**TASK TO CARRY OUT:**
Please print all of the items below word for word, with the pictures left out.

>> begin

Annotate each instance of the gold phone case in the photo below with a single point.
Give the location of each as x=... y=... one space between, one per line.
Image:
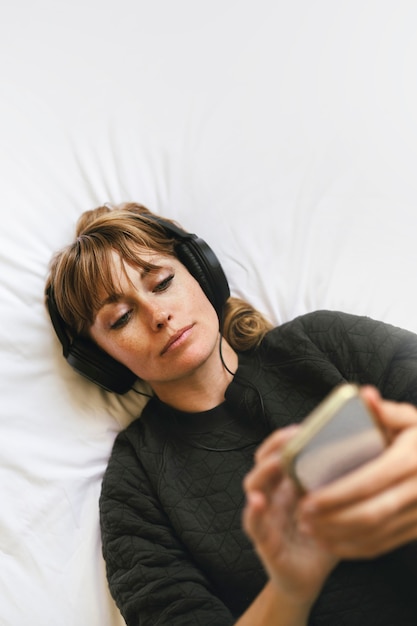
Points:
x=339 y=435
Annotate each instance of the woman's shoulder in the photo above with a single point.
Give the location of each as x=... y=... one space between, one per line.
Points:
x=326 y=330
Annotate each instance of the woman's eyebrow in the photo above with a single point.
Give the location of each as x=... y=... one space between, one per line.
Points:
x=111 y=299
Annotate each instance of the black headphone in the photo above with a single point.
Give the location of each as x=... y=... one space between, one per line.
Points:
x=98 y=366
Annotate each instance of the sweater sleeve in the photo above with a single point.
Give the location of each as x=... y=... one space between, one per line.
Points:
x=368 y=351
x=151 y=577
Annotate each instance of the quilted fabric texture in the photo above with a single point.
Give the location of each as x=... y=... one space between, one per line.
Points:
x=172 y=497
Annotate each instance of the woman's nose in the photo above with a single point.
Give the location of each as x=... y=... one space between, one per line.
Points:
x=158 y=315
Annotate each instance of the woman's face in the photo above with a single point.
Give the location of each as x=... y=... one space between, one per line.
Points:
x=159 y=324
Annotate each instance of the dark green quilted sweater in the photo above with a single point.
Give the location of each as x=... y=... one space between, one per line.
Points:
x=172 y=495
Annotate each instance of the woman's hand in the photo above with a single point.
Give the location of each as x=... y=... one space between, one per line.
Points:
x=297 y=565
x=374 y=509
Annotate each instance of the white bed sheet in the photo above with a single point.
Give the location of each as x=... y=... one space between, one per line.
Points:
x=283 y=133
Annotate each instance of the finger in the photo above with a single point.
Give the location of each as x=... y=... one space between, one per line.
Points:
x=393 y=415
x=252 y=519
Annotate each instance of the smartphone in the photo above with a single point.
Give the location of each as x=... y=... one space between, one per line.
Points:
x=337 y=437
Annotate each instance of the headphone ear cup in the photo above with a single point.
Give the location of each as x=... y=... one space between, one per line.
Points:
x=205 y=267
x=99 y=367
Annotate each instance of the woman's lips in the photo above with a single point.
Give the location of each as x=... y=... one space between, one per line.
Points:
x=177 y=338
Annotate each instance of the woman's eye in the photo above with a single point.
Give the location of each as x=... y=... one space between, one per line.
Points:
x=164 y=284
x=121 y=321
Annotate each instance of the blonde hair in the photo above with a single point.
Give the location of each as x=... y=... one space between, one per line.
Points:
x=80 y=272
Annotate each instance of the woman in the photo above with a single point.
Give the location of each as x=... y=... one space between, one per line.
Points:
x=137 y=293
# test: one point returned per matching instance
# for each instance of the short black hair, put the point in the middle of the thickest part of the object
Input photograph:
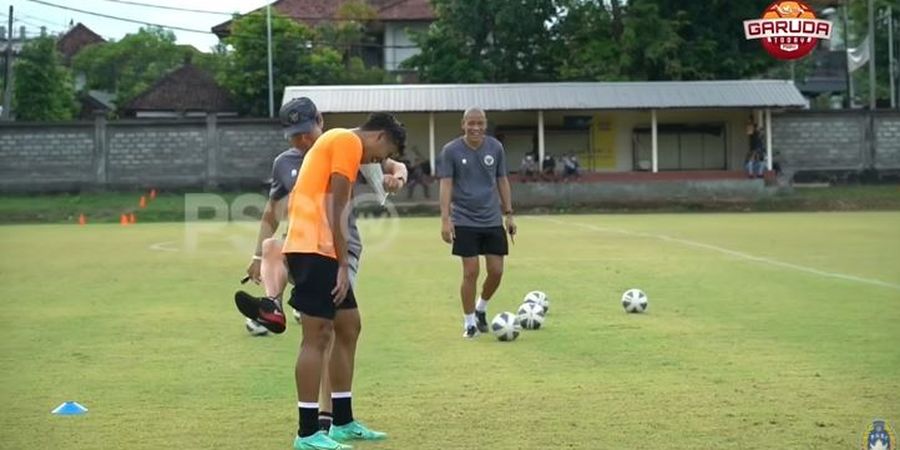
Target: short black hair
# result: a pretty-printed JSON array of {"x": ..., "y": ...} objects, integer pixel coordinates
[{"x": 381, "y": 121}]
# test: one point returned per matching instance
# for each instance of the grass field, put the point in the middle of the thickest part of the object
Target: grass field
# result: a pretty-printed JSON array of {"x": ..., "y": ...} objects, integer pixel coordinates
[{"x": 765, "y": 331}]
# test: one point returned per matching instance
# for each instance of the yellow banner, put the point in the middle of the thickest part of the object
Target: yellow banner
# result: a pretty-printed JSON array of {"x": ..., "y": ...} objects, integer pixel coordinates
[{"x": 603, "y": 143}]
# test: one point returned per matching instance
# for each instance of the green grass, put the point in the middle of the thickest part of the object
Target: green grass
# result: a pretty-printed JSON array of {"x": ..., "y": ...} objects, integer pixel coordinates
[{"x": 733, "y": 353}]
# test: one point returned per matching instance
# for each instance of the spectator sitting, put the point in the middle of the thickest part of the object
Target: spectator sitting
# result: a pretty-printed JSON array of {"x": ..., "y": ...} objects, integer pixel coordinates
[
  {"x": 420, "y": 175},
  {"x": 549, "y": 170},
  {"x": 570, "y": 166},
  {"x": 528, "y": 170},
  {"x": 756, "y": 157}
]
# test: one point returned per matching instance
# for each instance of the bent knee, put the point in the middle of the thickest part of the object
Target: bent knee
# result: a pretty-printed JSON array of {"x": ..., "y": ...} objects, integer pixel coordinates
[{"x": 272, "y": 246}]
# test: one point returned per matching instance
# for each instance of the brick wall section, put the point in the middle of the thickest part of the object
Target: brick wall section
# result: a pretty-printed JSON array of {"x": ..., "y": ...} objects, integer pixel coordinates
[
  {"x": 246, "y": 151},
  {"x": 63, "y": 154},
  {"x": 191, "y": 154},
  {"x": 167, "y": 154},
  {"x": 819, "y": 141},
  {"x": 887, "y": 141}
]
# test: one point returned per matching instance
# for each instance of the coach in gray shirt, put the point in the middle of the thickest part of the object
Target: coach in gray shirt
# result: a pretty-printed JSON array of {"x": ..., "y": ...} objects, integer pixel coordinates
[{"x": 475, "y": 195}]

>> end

**EXPECTED ANSWER:**
Annotate each instance of the gold phone case in the photo below with a single point.
Give the location of each as x=... y=... one space between, one per line.
Image:
Points:
x=339 y=435
Annotate each instance of the woman's shoulder in the photo above with a single point.
Give the location of each as x=... y=... one space between, one per line.
Points:
x=326 y=330
Annotate each instance of the woman's eyebrow in the photo above with a single point.
Give the location of each as x=... y=... one space between, one per line.
Points:
x=111 y=299
Annotate each instance of the black headphone in the photo above with a single point.
Give the location of each as x=... y=... one space between, one per line.
Points:
x=98 y=366
Annotate each instance of the sweater sleeve in the photo above with a single point.
Give the location of each as x=... y=... one space between, one per line.
Points:
x=368 y=351
x=151 y=577
Annotate each instance of the quilted fabric texture in the photo above with a single point.
Give the location of each as x=... y=... one space between, one per line.
Points:
x=172 y=497
Annotate each instance of the woman's nose in the photo above with a single point.
Give the location of each as x=... y=... one space between, one per line.
Points:
x=158 y=315
Annotate each instance of the woman's face in the photo above with a single point.
Give the location of each as x=... y=... one space between, one per line.
Points:
x=159 y=324
Annotate each instance of the dark green quilted sweater in the photo above with a single point.
Give the location of each as x=... y=... one space between, one per line.
Points:
x=172 y=495
Annotate each instance of the woman's hand in the photo above with a single point.
Give the location of each as x=... y=... one space between, one per line.
Points:
x=297 y=565
x=374 y=509
Annotate each instance of the white bed sheet in the photo above with a single point.
Give the location of each as x=... y=... one space between, one per line.
Points:
x=283 y=133
Annotate each instance of the finger in the photo above with a single point.
Give the location of each as x=... y=... one space between, one per line.
Points:
x=393 y=415
x=252 y=519
Annotate each instance of the smartphone in the photo above with a single point.
Give the location of each as x=... y=... one space between, one per line.
Points:
x=337 y=437
Annotate each instance of the headphone ear cup in the photo above with a single point.
Give the location of each as x=... y=... one space between, one per line.
Points:
x=205 y=267
x=99 y=367
Annotate each instance of the woman's lips in the photo above with a single point.
Give the location of each as x=... y=... one space between, one per line.
Points:
x=177 y=338
Annotate each instance of the woman's eye in the photo above with a single point.
Give the location of each as x=... y=... one space between, one per line.
Points:
x=164 y=284
x=121 y=321
Annotate each instance of the blonde hair in the photo above with a single point.
Give the location of each as x=... y=... one space between, one per line.
Points:
x=80 y=272
Annotate each instance of the woman in the photo above with a single point.
Give the location of each as x=... y=... one space between, one per line.
Points:
x=137 y=293
# test: one point returned per matching instance
# for each instance of the short black hair, put the point in the middle of the thickest part of the object
Input photograph:
Target: short black hair
# result: a pretty-printed JSON array of {"x": ..., "y": ...} objects, integer pixel coordinates
[{"x": 381, "y": 121}]
# test: one point returned per matching instance
# for each instance of the grass field, put the point in the middle of the thickest part of the object
Target: grass field
# result: a pretty-printed JSON array of {"x": ..., "y": ...} objects, integer pixel coordinates
[{"x": 765, "y": 331}]
# test: one point returned per matching instance
# for each instance of the yellow banner, put the point in the middle of the thickest part of the object
Target: yellow banner
# result: a pretty-printed JSON array of {"x": ..., "y": ...} objects, integer pixel coordinates
[{"x": 603, "y": 143}]
# test: one point returned per matching instance
# for each instance of the green grass, put the point in the middle of the thickest part of the object
Target: green grass
# result: a pretty-printed JSON array of {"x": ..., "y": ...} objects, integer pixel coordinates
[{"x": 733, "y": 353}]
# test: one point returned per matching instance
# for each instance of the spectator sitting, put the point in the middle of the thickest part of the object
Target: spectator sitting
# result: a pretty-printed JSON array of {"x": ..., "y": ...} objects, integer pixel coordinates
[
  {"x": 420, "y": 175},
  {"x": 549, "y": 170},
  {"x": 570, "y": 166},
  {"x": 528, "y": 170},
  {"x": 756, "y": 157}
]
# test: one point returned per matching instance
# for each instance of the bent knee, put the point in the middle of the thickest part of the object
Target: bent knee
# result: a pretty-printed JSON array of {"x": ..., "y": ...} objects, integer pixel coordinates
[{"x": 272, "y": 246}]
# test: one point returned per matching instance
# for each instance of the brick wall section, put the point in the middle of the thickest part of the object
Target: brick wall section
# result: a pretty-printed JSON array of {"x": ..., "y": ...} objects, integer pixel coordinates
[
  {"x": 246, "y": 151},
  {"x": 63, "y": 154},
  {"x": 191, "y": 154},
  {"x": 167, "y": 154},
  {"x": 819, "y": 141},
  {"x": 887, "y": 141}
]
# test: one point returned per matching instance
# for each instance of the coach in gray shirt, put the point in the middle of the thickest part of the object
Target: coach in gray shirt
# result: a pretty-printed JSON array of {"x": ..., "y": ...} objects, integer pixel coordinates
[{"x": 475, "y": 195}]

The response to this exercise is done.